Each of the records below must be reproduced exactly.

********************

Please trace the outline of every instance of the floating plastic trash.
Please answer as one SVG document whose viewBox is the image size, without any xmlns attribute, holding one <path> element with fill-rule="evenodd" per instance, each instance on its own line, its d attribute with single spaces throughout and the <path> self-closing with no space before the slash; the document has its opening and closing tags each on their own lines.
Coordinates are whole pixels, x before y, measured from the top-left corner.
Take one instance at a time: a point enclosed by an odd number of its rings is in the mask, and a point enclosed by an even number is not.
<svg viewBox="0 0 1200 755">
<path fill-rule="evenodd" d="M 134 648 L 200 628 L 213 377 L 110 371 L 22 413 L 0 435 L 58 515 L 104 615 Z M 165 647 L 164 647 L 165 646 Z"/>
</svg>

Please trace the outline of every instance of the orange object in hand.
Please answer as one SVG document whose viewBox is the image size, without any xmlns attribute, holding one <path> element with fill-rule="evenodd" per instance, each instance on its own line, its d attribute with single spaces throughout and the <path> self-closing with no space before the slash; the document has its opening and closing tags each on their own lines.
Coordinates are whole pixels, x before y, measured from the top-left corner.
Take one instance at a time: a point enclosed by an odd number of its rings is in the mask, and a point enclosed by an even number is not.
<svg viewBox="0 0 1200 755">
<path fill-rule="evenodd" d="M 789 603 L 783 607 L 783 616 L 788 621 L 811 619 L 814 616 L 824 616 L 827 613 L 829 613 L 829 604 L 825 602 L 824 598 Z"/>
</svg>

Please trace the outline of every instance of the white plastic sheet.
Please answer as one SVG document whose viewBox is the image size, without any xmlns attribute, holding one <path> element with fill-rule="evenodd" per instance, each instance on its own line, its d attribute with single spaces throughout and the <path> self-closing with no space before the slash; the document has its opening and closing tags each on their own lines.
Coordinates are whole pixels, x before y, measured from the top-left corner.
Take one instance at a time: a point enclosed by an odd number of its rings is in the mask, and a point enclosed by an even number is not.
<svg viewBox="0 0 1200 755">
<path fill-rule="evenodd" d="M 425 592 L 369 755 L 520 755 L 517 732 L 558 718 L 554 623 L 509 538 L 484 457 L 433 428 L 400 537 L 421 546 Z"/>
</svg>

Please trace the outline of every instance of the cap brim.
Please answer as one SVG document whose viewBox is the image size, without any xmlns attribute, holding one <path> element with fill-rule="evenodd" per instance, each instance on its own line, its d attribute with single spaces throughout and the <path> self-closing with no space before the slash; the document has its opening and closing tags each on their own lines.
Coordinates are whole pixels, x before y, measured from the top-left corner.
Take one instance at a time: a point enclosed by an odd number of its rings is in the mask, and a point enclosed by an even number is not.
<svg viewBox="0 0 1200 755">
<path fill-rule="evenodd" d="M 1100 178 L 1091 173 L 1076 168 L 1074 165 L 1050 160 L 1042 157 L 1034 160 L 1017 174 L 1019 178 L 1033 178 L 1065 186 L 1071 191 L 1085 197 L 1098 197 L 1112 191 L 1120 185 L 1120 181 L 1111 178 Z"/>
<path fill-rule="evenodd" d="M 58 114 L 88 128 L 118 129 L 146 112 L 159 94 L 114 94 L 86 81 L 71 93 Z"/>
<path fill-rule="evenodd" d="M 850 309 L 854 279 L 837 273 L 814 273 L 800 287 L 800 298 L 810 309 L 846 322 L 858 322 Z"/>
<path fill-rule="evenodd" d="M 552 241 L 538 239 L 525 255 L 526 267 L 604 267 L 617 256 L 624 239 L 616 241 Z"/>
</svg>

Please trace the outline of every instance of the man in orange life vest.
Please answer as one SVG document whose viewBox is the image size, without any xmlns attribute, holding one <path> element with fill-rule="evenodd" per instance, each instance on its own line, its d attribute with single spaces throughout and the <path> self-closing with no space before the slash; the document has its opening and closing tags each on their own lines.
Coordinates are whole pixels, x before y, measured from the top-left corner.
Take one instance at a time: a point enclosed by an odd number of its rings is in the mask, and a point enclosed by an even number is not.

********************

» **FINAL ANSWER**:
Please trace the outline of every instance of the floating plastic trash.
Please answer as one SVG document whose viewBox is the image size, without any xmlns attribute, holding one <path> element with fill-rule="evenodd" per instance, each instance on its own line, its d attribute with single spaces throughout and the <path> self-closing with no space before the slash; the document has its opening and closing tags each on their own lines.
Coordinates are whole pixels, x before y, measured from the top-left corner.
Take one instance at a time: a point enclosed by an odd number of its rings is in the mask, and a point enclosed by an even number is not.
<svg viewBox="0 0 1200 755">
<path fill-rule="evenodd" d="M 134 648 L 200 628 L 213 377 L 110 371 L 22 413 L 0 435 L 58 515 L 104 615 Z M 165 647 L 164 647 L 165 646 Z"/>
</svg>

Please trace the outline of every instance of the orange object in hand.
Please answer as one SVG document whose viewBox is the image size, without any xmlns attribute, holding one <path> element with fill-rule="evenodd" per instance, each instance on its own line, its d attribute with single spaces throughout and the <path> self-closing with no space before the slash; the document has its opening and closing tags each on their own lines.
Coordinates are whole pixels, x before y, measured from the top-left corner.
Take one instance at a time: a point enclosed by an odd number of its rings is in the mask, and a point enclosed by an even number is not.
<svg viewBox="0 0 1200 755">
<path fill-rule="evenodd" d="M 789 603 L 783 607 L 783 616 L 788 621 L 811 619 L 814 616 L 824 616 L 827 613 L 829 613 L 829 604 L 825 602 L 824 598 Z"/>
</svg>

Please trace the outline of every instance of the white plastic sheet.
Please answer as one SVG document whose viewBox is the image size, without any xmlns attribute, holding one <path> element with fill-rule="evenodd" per instance, each instance on its own line, its d attribute with single spaces throughout and the <path> self-closing with no space before the slash; the document has its opening and closing tags each on their own lines.
Coordinates are whole pixels, x before y, measured from the top-left corner.
Take one instance at a time: a point enclosed by an odd number of its rings is in the mask, and a point enclosed by an even number is not.
<svg viewBox="0 0 1200 755">
<path fill-rule="evenodd" d="M 425 592 L 369 755 L 520 755 L 517 732 L 558 718 L 554 623 L 509 538 L 484 457 L 433 428 L 400 537 L 421 546 Z"/>
</svg>

Please trace the outline of every instance of the cap brim.
Please answer as one SVG document whose viewBox is the image size, without any xmlns attribute, holding one <path> element with fill-rule="evenodd" per instance, each instance on its own line, its d attribute with single spaces throughout and the <path> self-closing with no space before the slash; the document has its opening and closing tags each on their own lines.
Coordinates are whole pixels, x before y, measured from the top-left corner.
Take one instance at a time: a point enclosed by an odd number of its rings is in the mask, and a point enclosed by an even number is not.
<svg viewBox="0 0 1200 755">
<path fill-rule="evenodd" d="M 1100 178 L 1091 173 L 1076 168 L 1074 165 L 1050 160 L 1042 157 L 1034 160 L 1017 174 L 1019 178 L 1033 178 L 1065 186 L 1071 191 L 1085 197 L 1098 197 L 1112 191 L 1120 185 L 1120 181 L 1111 178 Z"/>
<path fill-rule="evenodd" d="M 58 114 L 88 128 L 118 129 L 146 112 L 159 94 L 114 94 L 86 81 L 71 93 Z"/>
<path fill-rule="evenodd" d="M 850 309 L 854 279 L 837 273 L 814 273 L 800 287 L 800 298 L 810 309 L 846 322 L 858 322 Z"/>
<path fill-rule="evenodd" d="M 552 241 L 538 239 L 525 255 L 526 267 L 604 267 L 617 256 L 624 239 L 616 241 Z"/>
</svg>

Please trace the outline of every instance of the man in orange life vest.
Please answer as one SVG document whose viewBox is the image size, without any xmlns attribute, holding one <path> element with fill-rule="evenodd" per instance, each instance on its own line, its d attribute with single spaces throughout and the <path> self-closing with no space before the slash; the document has its opening and closing tags each on their own lines.
Coordinates are whole pixels, x before y, measured from the top-left corner.
Take one instance at a time: a point enclosed by an odd number of its rings is in the mask, and a point enclosed by an even number is not.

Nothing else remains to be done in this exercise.